• [PASSAGE PROVIDED]:
Vitiva promotes anti-racidity properties of rosemary
By staff reporter
10/01/2007- A Slovenian company has launched an oil-soluble solution that it claims offers anti-rancidity protection for nuts and seeds.
Vitiva’s new product, Inolens 4, is a natural product derived from rosemary that protects seeds and nuts alone or in food products from oxidation and extends shelf life up to 70 per cent, according to the firm.
Nuts and seeds are increasingly being recognised as a source of protein, carbohydrate and essential vitamins (such as A and E), minerals and fibres. They also are rich in unsaturated oils, including omega fatty acids, which are important for both energy and cardiovascular health.
But these oils are vulnerable to oxidation process in nuts and seeds and can lead to organoleptic deterioration in taste, colour and texture.
Vitiva’s sales angle is that the special storage conditions required to slow the oxidation process of nuts and seeds cannot always be met. It claims that adding Inolens 4 to nuts and seeds is ideal in these circumstances.
“Inolens 4 is a 100 per cent natural, allergen-free product for preserving the original taste, odour and colour of seeds and nuts in food products, and enables food producers to apply for a clean label,” said Ohad Cohen, CEO of Vitiva.
“It has great advantages for applications such as chocolates, cookies and cakes. Our R&D team completely eliminated the strong odour typical to rosemary extracts and extended the shelf life.”
The company goes on to claim that oil-soluble Inolens 4 can provide protection for seeds and nuts from rancidity even at the room temperature. It is applied by spraying the seeds and nuts before use – as a final product or for further processing in bakery, confectionary, oils or other products.

• [DATASET SECTION]:
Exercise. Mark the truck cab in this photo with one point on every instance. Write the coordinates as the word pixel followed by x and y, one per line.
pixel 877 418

• [INSTRUCTIONS]:
A. In the news item on Vitiva's rosemary-based Inolens 4, how much longer does the firm say the product can make shelf life last?
B. Pick up the news item on Vitiva's rosemary-based Inolens 4 after its last sentence and carry it on.

• [RESPONSES BY ITEM NUMBER]:
A. Up to 70 percent longer.

B.
There is also growing interest in plant-derived food additives as replacements to synthetic antioxidants like butylhydroxyanisole (BHA) and butylhydroxytoluene (BHT) for slowing the oxidative deterioration of food.
“Rosemary has been traditionally used as an antioxidant and food preservative,” said Cohen.
“However, most processors don’t use it since it has a strong odour that limits application. This breakthrough ingredient can slow down oxidative spoilage in a variety of applications.”
The market for rosemary extracts is already healthy. Suspicion over chemical-derived synthetic preservatives has pushed food makers to source natural preservatives such as rosemary extract instead, and market analysts Global Information pitch the global food preservative market at €422.7bn, reaching €522bn by 2008.
Vitiva said that its full range of deodorised rosemary extracts is available in a wide range of concentrations. These pure extracts are soluble in oil or water, and are available in powder and liquid forms.